— BRIEF —
A verbatim repetition of the data below is requested, without images.
----------
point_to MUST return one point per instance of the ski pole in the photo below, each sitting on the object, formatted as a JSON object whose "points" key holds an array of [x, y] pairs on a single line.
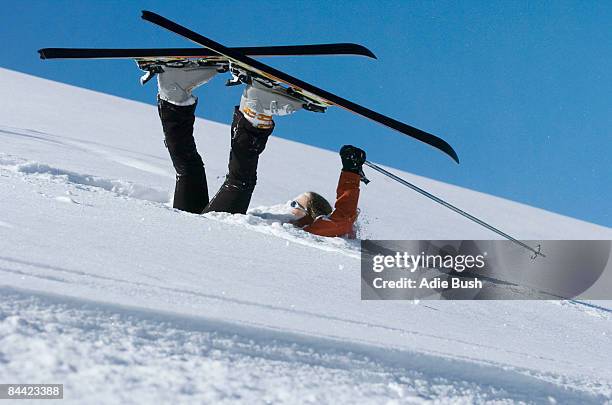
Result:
{"points": [[452, 207]]}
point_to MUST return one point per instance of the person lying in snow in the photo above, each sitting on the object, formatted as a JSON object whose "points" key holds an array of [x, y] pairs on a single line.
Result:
{"points": [[251, 126]]}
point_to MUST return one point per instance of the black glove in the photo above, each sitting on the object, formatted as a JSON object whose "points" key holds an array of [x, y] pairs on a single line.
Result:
{"points": [[352, 160]]}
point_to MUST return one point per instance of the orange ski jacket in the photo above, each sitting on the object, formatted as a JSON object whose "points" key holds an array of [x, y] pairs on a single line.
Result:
{"points": [[340, 221]]}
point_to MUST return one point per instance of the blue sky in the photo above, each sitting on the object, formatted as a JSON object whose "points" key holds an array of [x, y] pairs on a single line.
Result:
{"points": [[522, 90]]}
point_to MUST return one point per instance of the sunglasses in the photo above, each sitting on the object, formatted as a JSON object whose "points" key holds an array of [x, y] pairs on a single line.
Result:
{"points": [[297, 205]]}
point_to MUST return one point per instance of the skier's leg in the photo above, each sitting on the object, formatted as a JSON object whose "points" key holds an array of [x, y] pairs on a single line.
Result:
{"points": [[191, 190], [176, 106], [251, 127], [247, 143]]}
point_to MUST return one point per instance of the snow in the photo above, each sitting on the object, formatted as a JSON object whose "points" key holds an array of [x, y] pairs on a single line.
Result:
{"points": [[107, 289]]}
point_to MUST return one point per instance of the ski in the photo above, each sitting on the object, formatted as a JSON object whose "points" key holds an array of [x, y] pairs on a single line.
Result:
{"points": [[320, 96], [197, 53]]}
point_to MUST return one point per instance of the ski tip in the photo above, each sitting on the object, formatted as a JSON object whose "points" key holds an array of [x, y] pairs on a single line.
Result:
{"points": [[453, 155], [147, 14], [365, 51]]}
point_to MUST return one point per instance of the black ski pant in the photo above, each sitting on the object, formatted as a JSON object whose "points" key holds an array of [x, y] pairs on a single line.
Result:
{"points": [[191, 190]]}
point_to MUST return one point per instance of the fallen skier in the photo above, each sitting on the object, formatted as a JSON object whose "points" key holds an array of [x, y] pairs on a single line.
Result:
{"points": [[251, 126]]}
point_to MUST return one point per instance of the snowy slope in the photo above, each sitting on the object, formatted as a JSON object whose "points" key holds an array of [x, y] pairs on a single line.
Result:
{"points": [[102, 283]]}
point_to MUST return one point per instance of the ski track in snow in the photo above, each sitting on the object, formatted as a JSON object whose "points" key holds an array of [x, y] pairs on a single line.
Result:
{"points": [[83, 344], [119, 187]]}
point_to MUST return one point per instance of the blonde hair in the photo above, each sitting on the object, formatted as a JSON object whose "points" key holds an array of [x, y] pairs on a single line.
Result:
{"points": [[317, 205]]}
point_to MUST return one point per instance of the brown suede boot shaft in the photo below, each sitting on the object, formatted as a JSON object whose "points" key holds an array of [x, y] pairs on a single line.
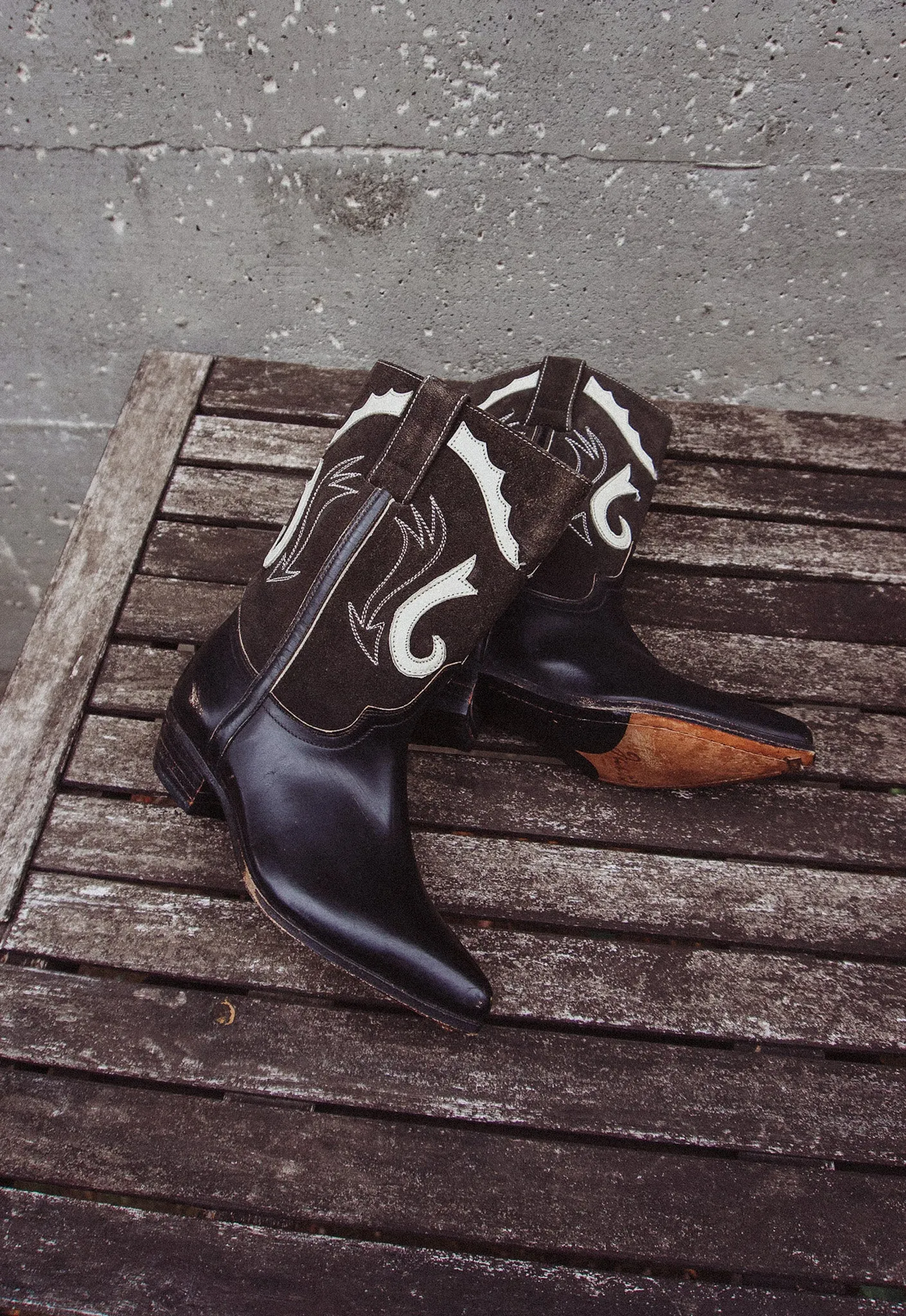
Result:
{"points": [[605, 432], [452, 510]]}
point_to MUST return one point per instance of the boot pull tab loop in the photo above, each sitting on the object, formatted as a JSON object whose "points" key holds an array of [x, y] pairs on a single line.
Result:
{"points": [[552, 404], [423, 431]]}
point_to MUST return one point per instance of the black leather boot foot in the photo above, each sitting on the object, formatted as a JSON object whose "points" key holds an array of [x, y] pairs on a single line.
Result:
{"points": [[564, 665], [294, 718]]}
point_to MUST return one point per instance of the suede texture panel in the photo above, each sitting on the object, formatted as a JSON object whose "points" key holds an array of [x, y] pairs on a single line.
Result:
{"points": [[610, 434], [432, 578], [278, 590]]}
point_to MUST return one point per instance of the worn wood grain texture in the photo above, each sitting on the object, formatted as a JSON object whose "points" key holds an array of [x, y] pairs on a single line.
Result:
{"points": [[42, 702], [190, 552], [565, 978], [813, 823], [785, 670], [182, 611], [220, 441], [291, 393], [277, 390], [252, 498], [138, 679], [847, 499], [82, 1258], [542, 882], [776, 495], [711, 542], [851, 745], [695, 1097], [788, 437], [812, 610], [768, 821], [760, 547], [440, 1182], [772, 668]]}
----------
— WRITTEN REPLY —
point_to MUST return one point per instance of the ski pole in the photo below, each sitting on the object, formatted as a JSON object whose "points" key holds an array of [x, y] pairs on a single line.
Result:
{"points": [[452, 207]]}
point_to MUST return one point per instance of the person lying in snow in the photo above, each sitting on the object, formatted as a JSON object whose "points" key holds an array of [x, y] pairs on a single line.
Result:
{"points": [[251, 126]]}
point_to MUST return one point per instance of the black glove in the photo above, each sitting on the object, formatted as a JSON object whose "points" key holds an array of [x, y] pairs on a single line.
Result:
{"points": [[352, 160]]}
point_to MUST return one point per instance of the orange ski jacket in the photo above, each sitting on the object, formatted as a JSON object whose "points" key holds an array of [x, y] pairs on a single line.
Result:
{"points": [[340, 221]]}
point_to MUST return one point per instance of the blue sky in the photo above, each sitting on the object, formatted as a JSON object whose "points" key holds an array of [x, y] pairs on a single line.
Result:
{"points": [[522, 90]]}
point_to MUST return one point per instance of the sunglasses in the photo above, each sitting on the object, formatted as a JSON object whose "points" key holds an array of [x, y] pairs on a single line.
Result:
{"points": [[297, 205]]}
point_to MUST return one point per instance of the skier's leg in the photo above, each sitting on the object, formatted as a JSON object whose "points" key holds an array of [x, y] pairs on a single line.
Result:
{"points": [[191, 190], [176, 106], [251, 127], [247, 143]]}
point_to MUST return one point per instance of the snow in the photo above, each sitting on the object, formatted as a JSON object whose "points" key holds an array of [x, y] pairs on a single line.
Result:
{"points": [[107, 289]]}
point_to MUST return one point per instance of the ski in the photo above, each sitting on the object, formatted as a JSON object whose "points" key holds an array of [x, y] pairs on a single line.
Result:
{"points": [[320, 96], [197, 53]]}
point_to MUST return one point per instance of the ski tip in the photo above, each sitting on the object, formatted as a JSON object whose "points" key holds an array of [x, y] pairs on a single line.
Result:
{"points": [[453, 155], [147, 14], [365, 51]]}
point_to MUST return one point per instance of the black ski pant in the photo above, each sitting on the object, formatted as a JSON object whose "points" key holds an array of [x, y] pairs on a single line.
Result:
{"points": [[191, 190]]}
point_to MUST return one point per instance of the fallen skier in the photo above, each sitting on the object, formatted as a JSON object whose "points" key holds an array of [x, y] pairs on a single line.
Result:
{"points": [[251, 126]]}
point_to MUST return one point per instance of the snowy slope in the photo above, each sitting on the object, formatted as a JSON object whose "points" key holds an array of [x, y] pairs on a single line.
Result:
{"points": [[102, 283]]}
point_to MUST return one point per instance of the ski track in snow in the photo above, each sitting on the object, formatted as a JSON object whose "points" key holds an array of [x, y] pairs on a single line.
Result:
{"points": [[83, 344], [119, 187]]}
point_to MUST return one point per instance of the blonde hair in the photo above, each sitting on the object, formatted as a JSON object whose "points" key holds an array of [x, y] pairs on a single line.
Result:
{"points": [[317, 205]]}
point_to MUST return one point per instance of the brown suede boot shaft in the photo below, each sitting on the object, formatted as a JSON object whose "points" key holds an array of [x, y] pairs on a single line.
Result:
{"points": [[605, 432], [452, 510]]}
point_to MUST return one point per instance of the boot pull tab loop in the photo above, each sitting on the object, formatted as a JSON object whose "points" key holds an array of [x, y] pairs on a single line.
Result:
{"points": [[552, 404], [423, 431]]}
point_to MUST return one point per instance of the black leather boot foot in the photo above, each sitting on the object, formatted as a JSON object whose "points" key holds an array of [x, y] pairs on a single line.
Result:
{"points": [[564, 665], [294, 718]]}
point_to MUST return one point per instance of the suede texture panel in the photo above, each sitting on the object, formatted as a JSON object whose "points" key holds an array of [x, y] pairs on a single line.
Result:
{"points": [[610, 434], [432, 578], [278, 590]]}
point_to MUST return one point per instance of the worn wood grain texture in the photo above, each sitting on the object, formatted as a JSON object whose "points" key holds an array of [x, y] pairs on a single line.
Result:
{"points": [[42, 702], [190, 552], [565, 978], [813, 823], [785, 670], [182, 611], [220, 441], [291, 393], [277, 390], [252, 498], [138, 679], [847, 499], [82, 1258], [542, 882], [776, 495], [711, 542], [851, 745], [695, 1097], [788, 437], [812, 610], [768, 821], [760, 547], [440, 1182], [772, 668]]}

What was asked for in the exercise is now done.